Selection start
Artificial neural networks rely heavily on large datasets to train their models. However, with the constantly evolving data privacy regulations worldwide, obtaining high-quality data has become increasingly challenging, primarily due to security or privacy concerns. Read on to learn how to generate synthetic time series for your machine learning models.
The rise of generative AI and similar technologies requires businesses to innovate to stay ahead of the competition. Without access to secure training data, engineers cannot experiment and advance new technologies. The lack of diverse, secure datasets at scale makes it difficult to train predictive models. Synthesizing time series data poses unique challenges because it requires preserving both the relationships between variables and time, as well as the relationships among the variables themselves. A successful time-series model must capture not only the features and distributions within each time point but also the complex dynamics of these features over time.
The most critical component of time series synthesis is the generator. Instead of developing one from scratch, I will use the Gretel-synthetics generator package. This package provides a set of synthetic data generators for structured and unstructured text and time series, featuring differentially private learning.
To run the generator, we need to prepare real data that will be used to create the synthetic time series. The synthetic data should closely mirror the statistical properties of the real data. I used the open-source Bike Sharing Demand dataset, which, as the name suggests, contains information about the number of bikes shared among users.
def get_data():
bike_sharing = fetch_openml("Bike_Sharing_Demand", version=2, as_frame=True)
df = bike_sharing.frame
return df['count']
0 16
1 40
2 32
3 13
4 1
...
Selection end
Extracted information start
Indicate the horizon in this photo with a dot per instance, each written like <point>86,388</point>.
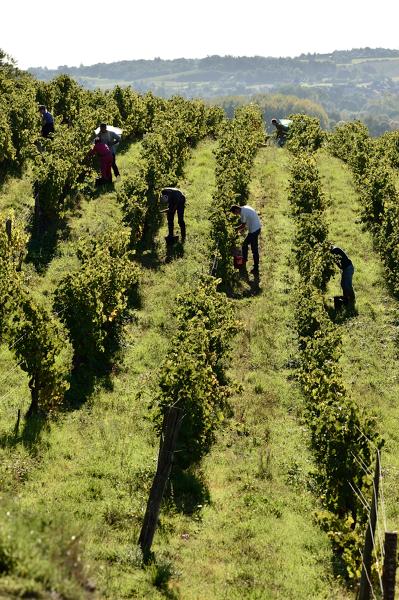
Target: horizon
<point>158,58</point>
<point>60,36</point>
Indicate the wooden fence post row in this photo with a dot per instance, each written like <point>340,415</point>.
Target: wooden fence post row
<point>170,431</point>
<point>365,585</point>
<point>389,571</point>
<point>9,229</point>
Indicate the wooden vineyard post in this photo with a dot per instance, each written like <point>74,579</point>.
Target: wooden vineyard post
<point>389,571</point>
<point>9,229</point>
<point>170,431</point>
<point>365,580</point>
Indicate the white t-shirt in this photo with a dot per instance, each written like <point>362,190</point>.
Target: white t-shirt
<point>249,216</point>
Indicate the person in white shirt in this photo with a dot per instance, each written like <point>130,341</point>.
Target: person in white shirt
<point>250,219</point>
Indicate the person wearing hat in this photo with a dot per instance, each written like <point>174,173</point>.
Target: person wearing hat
<point>250,219</point>
<point>47,121</point>
<point>105,156</point>
<point>347,268</point>
<point>111,139</point>
<point>176,203</point>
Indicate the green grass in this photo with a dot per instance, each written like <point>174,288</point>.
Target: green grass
<point>73,493</point>
<point>370,360</point>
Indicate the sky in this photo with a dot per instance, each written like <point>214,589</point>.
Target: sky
<point>74,32</point>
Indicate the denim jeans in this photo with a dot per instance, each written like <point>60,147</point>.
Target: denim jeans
<point>252,240</point>
<point>180,217</point>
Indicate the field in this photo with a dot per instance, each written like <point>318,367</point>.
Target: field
<point>102,326</point>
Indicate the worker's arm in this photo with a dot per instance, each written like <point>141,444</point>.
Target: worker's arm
<point>115,139</point>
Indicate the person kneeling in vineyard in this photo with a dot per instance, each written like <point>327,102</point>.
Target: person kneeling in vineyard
<point>347,268</point>
<point>106,159</point>
<point>249,218</point>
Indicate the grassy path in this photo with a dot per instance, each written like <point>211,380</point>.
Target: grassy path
<point>370,340</point>
<point>74,501</point>
<point>256,538</point>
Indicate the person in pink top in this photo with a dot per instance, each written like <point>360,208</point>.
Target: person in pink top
<point>105,155</point>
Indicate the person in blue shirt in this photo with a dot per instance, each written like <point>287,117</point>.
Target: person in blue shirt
<point>47,121</point>
<point>176,203</point>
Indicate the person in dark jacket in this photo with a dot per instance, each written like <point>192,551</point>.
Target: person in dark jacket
<point>176,203</point>
<point>47,121</point>
<point>347,268</point>
<point>112,140</point>
<point>281,132</point>
<point>105,156</point>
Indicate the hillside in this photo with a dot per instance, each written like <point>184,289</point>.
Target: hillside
<point>284,395</point>
<point>359,83</point>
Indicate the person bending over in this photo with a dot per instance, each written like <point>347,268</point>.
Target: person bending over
<point>250,219</point>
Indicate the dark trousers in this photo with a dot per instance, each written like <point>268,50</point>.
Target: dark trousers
<point>114,167</point>
<point>47,128</point>
<point>252,240</point>
<point>180,217</point>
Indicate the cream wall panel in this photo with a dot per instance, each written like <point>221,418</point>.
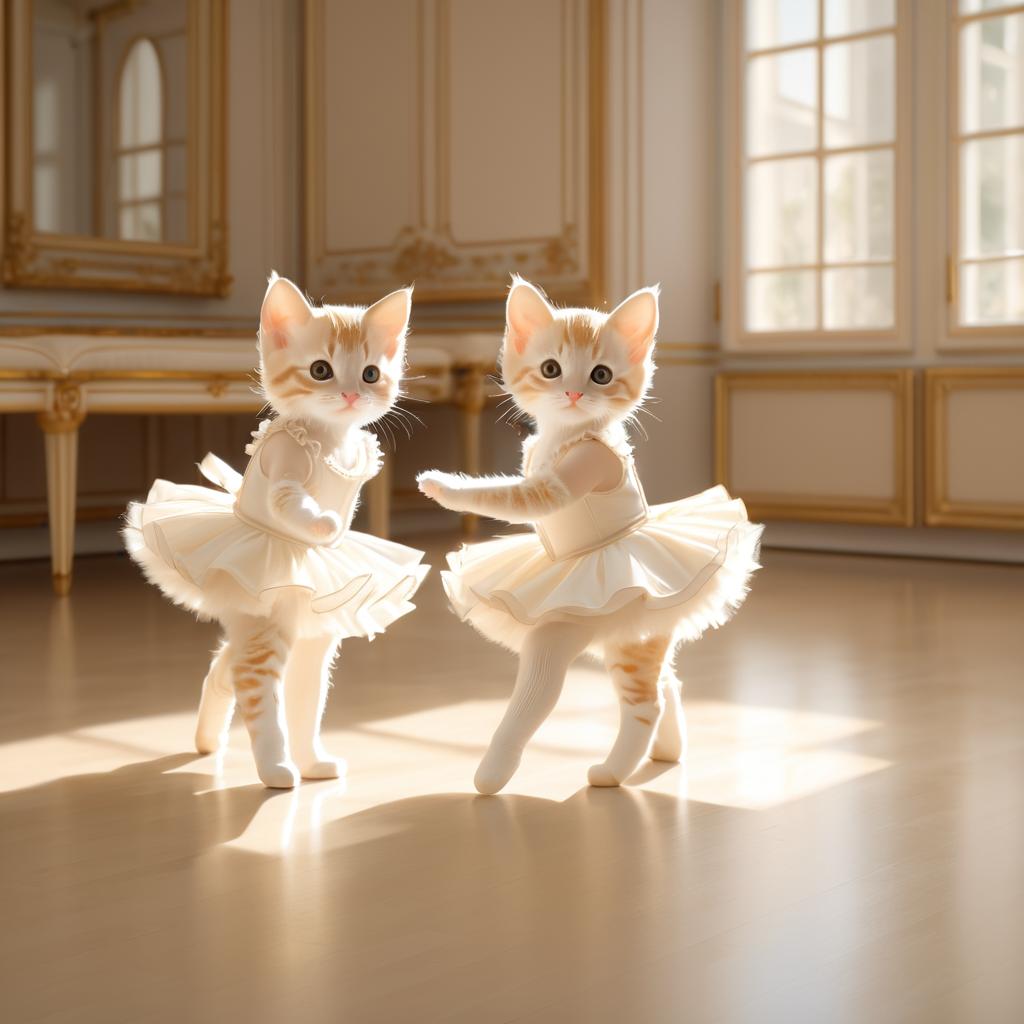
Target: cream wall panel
Extracted information end
Transcribe the passage of the synthetic time series text between "Artificial neural networks" and "machine learning models.", inclusive.

**The solution:**
Artificial neural networks rely heavily on large datasets to train their models. However, with the constantly evolving data privacy regulations worldwide, obtaining high-quality data has become increasingly challenging, primarily due to security or privacy concerns. Read on to learn how to generate synthetic time series for your machine learning models.